GIVEN PROBLEM: Can you copy the data below word for word, with every line kept unchanged?

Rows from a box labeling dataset
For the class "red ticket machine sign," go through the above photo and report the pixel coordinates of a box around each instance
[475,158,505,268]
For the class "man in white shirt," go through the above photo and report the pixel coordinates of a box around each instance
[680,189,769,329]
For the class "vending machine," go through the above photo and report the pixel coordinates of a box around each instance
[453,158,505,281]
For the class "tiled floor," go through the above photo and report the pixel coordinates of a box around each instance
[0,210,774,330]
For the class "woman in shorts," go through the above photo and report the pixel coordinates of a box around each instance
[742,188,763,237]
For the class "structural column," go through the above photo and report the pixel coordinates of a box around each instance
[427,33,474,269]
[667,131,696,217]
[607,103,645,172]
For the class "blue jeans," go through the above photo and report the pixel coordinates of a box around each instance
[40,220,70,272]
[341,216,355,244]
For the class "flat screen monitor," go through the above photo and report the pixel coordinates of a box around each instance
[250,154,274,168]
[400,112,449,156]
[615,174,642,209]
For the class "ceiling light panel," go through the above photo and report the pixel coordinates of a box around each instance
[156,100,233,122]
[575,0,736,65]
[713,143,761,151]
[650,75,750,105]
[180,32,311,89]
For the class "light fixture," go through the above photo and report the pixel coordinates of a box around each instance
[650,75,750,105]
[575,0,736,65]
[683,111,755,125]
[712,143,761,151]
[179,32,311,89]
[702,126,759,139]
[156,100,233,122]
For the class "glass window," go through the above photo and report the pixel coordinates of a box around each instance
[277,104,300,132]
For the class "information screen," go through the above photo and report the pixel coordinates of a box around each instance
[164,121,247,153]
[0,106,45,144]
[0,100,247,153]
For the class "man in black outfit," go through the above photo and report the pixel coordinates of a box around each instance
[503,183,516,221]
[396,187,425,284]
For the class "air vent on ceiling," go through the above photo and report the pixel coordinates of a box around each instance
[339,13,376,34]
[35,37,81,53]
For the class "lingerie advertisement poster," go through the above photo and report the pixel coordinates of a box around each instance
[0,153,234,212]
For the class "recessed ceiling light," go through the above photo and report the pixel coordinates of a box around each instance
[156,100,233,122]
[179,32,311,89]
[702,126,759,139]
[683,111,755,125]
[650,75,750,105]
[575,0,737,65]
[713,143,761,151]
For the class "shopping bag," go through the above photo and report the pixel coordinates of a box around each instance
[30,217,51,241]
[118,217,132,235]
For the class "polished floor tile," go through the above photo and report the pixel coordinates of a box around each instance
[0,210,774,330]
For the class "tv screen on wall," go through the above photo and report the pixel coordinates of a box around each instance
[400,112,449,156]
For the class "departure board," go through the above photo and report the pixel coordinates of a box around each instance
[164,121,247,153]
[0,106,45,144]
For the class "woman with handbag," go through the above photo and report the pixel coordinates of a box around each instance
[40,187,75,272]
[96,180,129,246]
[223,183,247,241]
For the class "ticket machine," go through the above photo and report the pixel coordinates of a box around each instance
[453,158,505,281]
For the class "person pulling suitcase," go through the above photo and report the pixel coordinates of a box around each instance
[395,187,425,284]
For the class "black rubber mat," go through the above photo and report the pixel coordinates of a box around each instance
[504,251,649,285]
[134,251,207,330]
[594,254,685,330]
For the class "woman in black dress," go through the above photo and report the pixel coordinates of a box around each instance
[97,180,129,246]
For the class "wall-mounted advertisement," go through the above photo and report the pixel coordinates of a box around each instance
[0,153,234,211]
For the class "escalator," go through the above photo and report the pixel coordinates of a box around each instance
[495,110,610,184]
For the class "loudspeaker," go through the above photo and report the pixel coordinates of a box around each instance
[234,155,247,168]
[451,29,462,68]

TASK OUTPUT:
For the class "red ticket machine sign," go through the above photo and report the pixel coordinates of a box around each instance
[475,158,505,268]
For the class "man in white shirt," go through the above photo and report the pixel coordinates of a box around each instance
[680,189,769,329]
For the class "vending machine," go through the above photo and report the pixel coordinates of a box around each instance
[453,158,505,281]
For the class "tiled floor," go through the above photo and report the pixel coordinates of a box around each instance
[0,210,774,330]
For the class "woman in shorts," go through the above photo and report the pixel coordinates of a box around each instance
[742,188,763,237]
For the class "structural column," go through the above photo and report the pixel coordinates of a box around each instance
[427,33,474,269]
[667,131,696,217]
[607,103,645,172]
For the class "blue jeans," go through the above photo and report the pixel coordinates of a box around each instance
[40,220,70,272]
[341,216,355,244]
For the class "flat screen monitor," go through the above photo and report the pixel coordinates of a box around each instance
[250,154,274,168]
[400,112,449,156]
[615,174,642,209]
For the class "ceiling light panel," go through the above photo and report the pixel coordinates of a box around each instance
[156,100,233,122]
[575,0,736,65]
[713,143,761,151]
[650,75,750,105]
[180,32,311,89]
For the class "light fixture," go through the above photo and report the pixel coordinates of a box around each instance
[650,75,750,105]
[575,0,736,65]
[683,111,755,125]
[712,143,761,151]
[179,32,311,89]
[702,126,759,139]
[156,100,233,122]
For the class "glass window," go through the above photo and report the pixel coordinates of a box around each instance
[277,104,300,132]
For the class "information screen," go through the above photo and report the pixel coordinates of a box around each instance
[164,121,247,153]
[0,106,45,144]
[0,100,247,153]
For the class "man in black outfit," go through the above photo and report the pixel coordinates of a box around each instance
[503,183,516,221]
[396,187,425,284]
For the class "air vent on ceiling," go through the above photo and report the pixel coordinates of a box around each instance
[339,13,376,34]
[35,37,81,53]
For the class "lingerie advertisement poster," go through the above photo and report the pixel coordinates of a box around each instance
[0,153,234,212]
For the class "recessed ceiling light," go through the above photo and report the pixel coordinates of a box around each instance
[156,100,233,122]
[179,32,311,89]
[702,126,759,139]
[683,111,755,125]
[650,75,750,105]
[575,0,737,65]
[713,143,761,151]
For the class "shopping bag," go through the above photo and report the pixel coordinates of a box around each instance
[30,217,51,241]
[118,217,132,235]
For the class "polished floor tile," go through the above photo and report the pixel coordinates of a box around each instance
[0,210,774,330]
For the class "tv screen on wall," go through the above photo and report the pixel coordinates of a box around each instance
[400,112,449,156]
For the class "departure board," go through the above photo and report the pixel coordinates of a box around each instance
[164,121,247,153]
[0,106,45,144]
For the class "woman with handbag," go through the above photo and report the pixel coordinates of a box around each instance
[40,187,75,272]
[96,180,129,246]
[223,183,247,241]
For the class "ticket machine," go through the above photo and report the pixel coordinates of a box around each instance
[453,158,505,281]
For the class "person pulling suitcase," go through the above photo and report the pixel coordinates of a box around each instance
[395,187,425,284]
For the class "black rubber mat," go through the above photo and report the pixel coordinates of a box around each instance
[504,251,649,285]
[134,251,207,330]
[594,254,685,330]
For the class "woman in black dress," go through the above photo and report the pixel coordinates of a box around each instance
[97,180,129,246]
For the class "wall-mounted advertisement," go through the above photo and report the pixel coordinates of a box around each instance
[0,153,234,211]
For the class "escalator," go through the above photo and report the pixel coordinates of a box around each instance
[495,110,610,184]
For the class "loudspeaker," go through the above photo and report the pixel coordinates of a box around each instance
[234,155,247,168]
[451,29,462,68]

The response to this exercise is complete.